Problem details —
Output all entries verbatim, dropping pictures.
#### Study material ####
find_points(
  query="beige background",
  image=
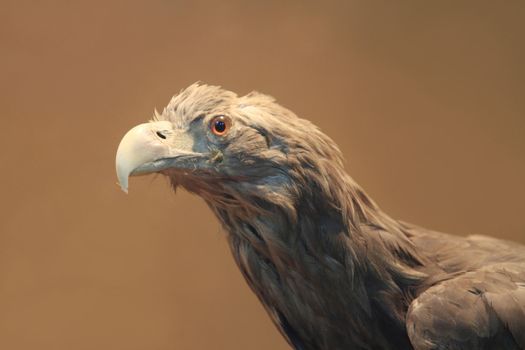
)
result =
(425, 99)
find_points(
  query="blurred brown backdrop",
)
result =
(426, 100)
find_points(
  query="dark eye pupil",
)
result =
(220, 126)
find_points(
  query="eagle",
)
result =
(332, 270)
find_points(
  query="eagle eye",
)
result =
(220, 125)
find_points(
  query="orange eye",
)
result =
(220, 125)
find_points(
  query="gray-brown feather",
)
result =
(333, 270)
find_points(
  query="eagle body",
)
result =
(332, 270)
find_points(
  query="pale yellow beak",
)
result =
(142, 145)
####
Solution for this exercise —
find_points(
  query="beige background",
  image=
)
result =
(425, 99)
find_points(
  query="blurred brown backdrop",
)
result =
(426, 100)
find_points(
  query="dark eye pupil",
)
result =
(220, 126)
find_points(
  query="eagle",
)
result =
(332, 270)
find_points(
  query="eagle eye",
)
result =
(220, 125)
find_points(
  query="orange eye",
)
result =
(220, 125)
find_points(
  query="gray-brown feather",
)
result =
(333, 270)
find_points(
  query="eagle body",
)
result =
(332, 270)
find_points(
  query="pale yellow beak",
)
result =
(142, 145)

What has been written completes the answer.